=== Begin Enclosure ===

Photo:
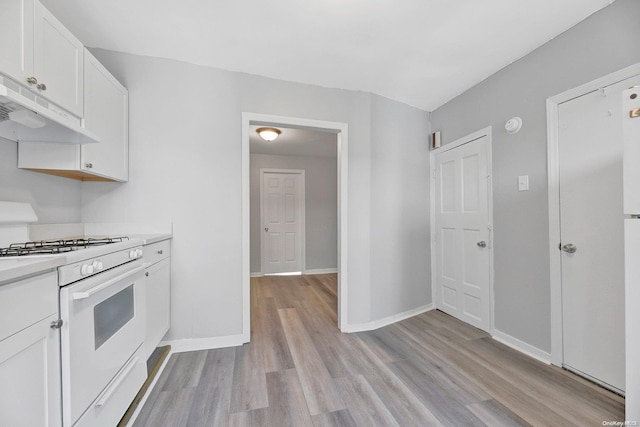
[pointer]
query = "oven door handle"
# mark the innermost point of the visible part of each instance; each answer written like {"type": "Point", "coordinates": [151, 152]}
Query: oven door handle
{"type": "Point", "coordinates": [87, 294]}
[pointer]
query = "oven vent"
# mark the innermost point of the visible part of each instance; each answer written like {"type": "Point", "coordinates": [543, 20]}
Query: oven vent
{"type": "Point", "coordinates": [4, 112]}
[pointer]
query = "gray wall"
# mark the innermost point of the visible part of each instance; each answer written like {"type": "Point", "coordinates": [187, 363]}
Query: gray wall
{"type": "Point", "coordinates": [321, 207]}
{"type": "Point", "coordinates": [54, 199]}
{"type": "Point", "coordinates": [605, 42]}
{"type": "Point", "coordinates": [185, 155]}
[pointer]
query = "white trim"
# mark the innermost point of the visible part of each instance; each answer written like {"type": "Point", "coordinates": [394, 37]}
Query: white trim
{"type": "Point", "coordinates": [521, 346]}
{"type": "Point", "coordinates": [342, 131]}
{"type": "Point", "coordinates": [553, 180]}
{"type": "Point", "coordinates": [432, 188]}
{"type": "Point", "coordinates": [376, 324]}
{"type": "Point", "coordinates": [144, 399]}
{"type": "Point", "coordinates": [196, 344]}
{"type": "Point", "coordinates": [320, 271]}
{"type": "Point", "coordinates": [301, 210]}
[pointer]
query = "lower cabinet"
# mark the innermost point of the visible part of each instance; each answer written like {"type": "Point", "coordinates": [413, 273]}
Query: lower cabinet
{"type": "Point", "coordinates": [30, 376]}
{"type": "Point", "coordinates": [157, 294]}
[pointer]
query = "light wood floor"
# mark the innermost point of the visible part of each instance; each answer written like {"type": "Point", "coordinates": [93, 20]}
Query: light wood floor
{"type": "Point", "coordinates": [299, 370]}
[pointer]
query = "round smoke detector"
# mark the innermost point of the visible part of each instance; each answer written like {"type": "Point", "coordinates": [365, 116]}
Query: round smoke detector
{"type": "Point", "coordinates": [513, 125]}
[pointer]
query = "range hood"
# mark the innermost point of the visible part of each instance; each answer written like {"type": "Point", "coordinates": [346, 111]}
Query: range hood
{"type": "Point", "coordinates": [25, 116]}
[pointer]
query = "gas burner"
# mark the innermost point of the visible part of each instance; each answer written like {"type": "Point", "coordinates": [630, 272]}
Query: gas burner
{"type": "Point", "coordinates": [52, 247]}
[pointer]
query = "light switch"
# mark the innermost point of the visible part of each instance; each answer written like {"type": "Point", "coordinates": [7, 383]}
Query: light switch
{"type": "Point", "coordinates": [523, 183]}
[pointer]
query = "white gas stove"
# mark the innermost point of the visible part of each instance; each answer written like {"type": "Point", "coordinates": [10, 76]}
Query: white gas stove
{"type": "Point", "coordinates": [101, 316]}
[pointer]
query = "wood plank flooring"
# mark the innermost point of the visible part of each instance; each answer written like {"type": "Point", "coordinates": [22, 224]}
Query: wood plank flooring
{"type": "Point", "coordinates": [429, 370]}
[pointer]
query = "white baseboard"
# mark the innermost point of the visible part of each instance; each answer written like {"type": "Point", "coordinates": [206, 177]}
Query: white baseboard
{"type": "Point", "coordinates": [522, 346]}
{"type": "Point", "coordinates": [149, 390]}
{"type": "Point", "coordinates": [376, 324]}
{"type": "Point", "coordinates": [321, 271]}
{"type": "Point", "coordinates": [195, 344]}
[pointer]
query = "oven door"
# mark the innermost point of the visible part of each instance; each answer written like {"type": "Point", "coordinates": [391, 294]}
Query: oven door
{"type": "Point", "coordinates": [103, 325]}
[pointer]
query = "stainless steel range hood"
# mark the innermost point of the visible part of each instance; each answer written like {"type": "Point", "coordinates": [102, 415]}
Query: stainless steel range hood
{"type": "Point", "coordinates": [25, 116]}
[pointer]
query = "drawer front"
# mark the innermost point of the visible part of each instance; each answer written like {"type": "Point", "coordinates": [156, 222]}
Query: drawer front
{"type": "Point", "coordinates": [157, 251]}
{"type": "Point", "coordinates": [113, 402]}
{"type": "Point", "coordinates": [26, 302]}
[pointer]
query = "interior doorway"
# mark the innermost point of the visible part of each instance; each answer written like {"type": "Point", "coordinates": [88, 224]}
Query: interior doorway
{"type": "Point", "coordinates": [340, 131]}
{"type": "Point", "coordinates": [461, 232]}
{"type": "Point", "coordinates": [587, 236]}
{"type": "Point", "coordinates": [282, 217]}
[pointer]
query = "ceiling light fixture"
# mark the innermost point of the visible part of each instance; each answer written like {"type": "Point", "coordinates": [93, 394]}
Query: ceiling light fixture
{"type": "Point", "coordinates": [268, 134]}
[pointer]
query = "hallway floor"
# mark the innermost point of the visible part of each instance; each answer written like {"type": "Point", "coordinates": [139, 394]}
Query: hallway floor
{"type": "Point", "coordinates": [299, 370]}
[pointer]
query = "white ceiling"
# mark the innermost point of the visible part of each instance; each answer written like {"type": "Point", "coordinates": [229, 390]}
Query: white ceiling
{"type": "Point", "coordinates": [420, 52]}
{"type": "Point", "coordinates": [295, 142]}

=== End Enclosure ===

Task item.
When you retype the material above, keep every word exact and drop the images.

Written answer.
Photo:
[pointer]
query = "oven door handle"
# mark the innermost point of the visible part of each instance; each answer written like {"type": "Point", "coordinates": [151, 152]}
Query: oven door handle
{"type": "Point", "coordinates": [87, 294]}
[pointer]
query = "oven vent"
# mark the innermost point of the visible part of each instance; each answer written like {"type": "Point", "coordinates": [543, 20]}
Query: oven vent
{"type": "Point", "coordinates": [4, 112]}
[pointer]
query = "gray wall"
# mark the innermost point of the visible part of each instance; each answer written like {"type": "Point", "coordinates": [187, 363]}
Query: gray wall
{"type": "Point", "coordinates": [321, 207]}
{"type": "Point", "coordinates": [54, 199]}
{"type": "Point", "coordinates": [605, 42]}
{"type": "Point", "coordinates": [185, 155]}
[pointer]
query = "white trim"
# mark the innermost point of the visible part of each instance; each answer written like {"type": "Point", "coordinates": [394, 37]}
Query: white trim
{"type": "Point", "coordinates": [521, 346]}
{"type": "Point", "coordinates": [342, 131]}
{"type": "Point", "coordinates": [553, 180]}
{"type": "Point", "coordinates": [432, 188]}
{"type": "Point", "coordinates": [376, 324]}
{"type": "Point", "coordinates": [144, 399]}
{"type": "Point", "coordinates": [196, 344]}
{"type": "Point", "coordinates": [320, 271]}
{"type": "Point", "coordinates": [301, 210]}
[pointer]
query = "lower cabinet"
# mark the innermost point of the visible part of each instance; each answer written like {"type": "Point", "coordinates": [413, 273]}
Query: lower cabinet
{"type": "Point", "coordinates": [30, 376]}
{"type": "Point", "coordinates": [157, 294]}
[pointer]
query = "light wood floor"
# mark the innermost point of the visible part of each instance; each answer written like {"type": "Point", "coordinates": [93, 20]}
Query: light wood floor
{"type": "Point", "coordinates": [299, 370]}
[pointer]
query = "round smoke detector"
# mark the innermost point of the visible part of each instance; each answer written like {"type": "Point", "coordinates": [365, 116]}
Query: round smoke detector
{"type": "Point", "coordinates": [513, 125]}
[pointer]
query = "range hood"
# mark the innermost point of the visible part of each instance; each answer written like {"type": "Point", "coordinates": [346, 111]}
Query: range hood
{"type": "Point", "coordinates": [25, 116]}
[pointer]
query = "gas burner"
# mark the innermost point of the visible part of each instance; each answer written like {"type": "Point", "coordinates": [630, 272]}
Query: gas burner
{"type": "Point", "coordinates": [52, 247]}
[pointer]
query = "light switch"
# mark the innermost point of the visible part of each instance; each answer written like {"type": "Point", "coordinates": [7, 383]}
Query: light switch
{"type": "Point", "coordinates": [523, 183]}
[pointer]
query = "white gas stove"
# mark the innermost point of the visible part of each instance; each answer written like {"type": "Point", "coordinates": [10, 76]}
Query: white gas stove
{"type": "Point", "coordinates": [101, 316]}
[pointer]
query = "wood plank flooring"
# mark the innermost point of the visible part of each instance; each answer written like {"type": "Point", "coordinates": [22, 224]}
Query: wood plank flooring
{"type": "Point", "coordinates": [429, 370]}
[pointer]
query = "white baseboard"
# mark the innermost point of the visible part of each instance; each answer written like {"type": "Point", "coordinates": [206, 177]}
Query: white baseboard
{"type": "Point", "coordinates": [522, 346]}
{"type": "Point", "coordinates": [149, 390]}
{"type": "Point", "coordinates": [376, 324]}
{"type": "Point", "coordinates": [321, 271]}
{"type": "Point", "coordinates": [195, 344]}
[pointer]
query = "oven door"
# mark the innermost point of the visible part of each instance; each answer written like {"type": "Point", "coordinates": [391, 294]}
Query: oven door
{"type": "Point", "coordinates": [103, 325]}
[pointer]
query = "stainless steel range hood"
# mark the innermost point of the visible part of each instance; each answer written like {"type": "Point", "coordinates": [102, 415]}
Query: stainless steel range hood
{"type": "Point", "coordinates": [25, 116]}
[pointer]
query = "drawer front"
# mark the innermost point of the visible part of each instance; each answer written like {"type": "Point", "coordinates": [156, 222]}
Query: drawer front
{"type": "Point", "coordinates": [157, 251]}
{"type": "Point", "coordinates": [113, 402]}
{"type": "Point", "coordinates": [26, 302]}
[pointer]
query = "interior doorway"
# mark the innermost point of the visible part of each instance; each answer written like {"type": "Point", "coordinates": [88, 224]}
Query: interior doorway
{"type": "Point", "coordinates": [340, 131]}
{"type": "Point", "coordinates": [461, 232]}
{"type": "Point", "coordinates": [587, 236]}
{"type": "Point", "coordinates": [282, 217]}
[pointer]
query = "ceiling light fixture"
# mark the innermost point of the visible part of each instance; each answer written like {"type": "Point", "coordinates": [93, 394]}
Query: ceiling light fixture
{"type": "Point", "coordinates": [268, 134]}
[pointer]
query = "hallway floor"
# mark the innermost point of the visible part of each instance; each answer written like {"type": "Point", "coordinates": [139, 394]}
Query: hallway floor
{"type": "Point", "coordinates": [299, 370]}
[pointer]
query = "white ceiling"
# mark the innermost point of the visible part of each instance; each answer written like {"type": "Point", "coordinates": [229, 390]}
Query: white ceiling
{"type": "Point", "coordinates": [420, 52]}
{"type": "Point", "coordinates": [295, 142]}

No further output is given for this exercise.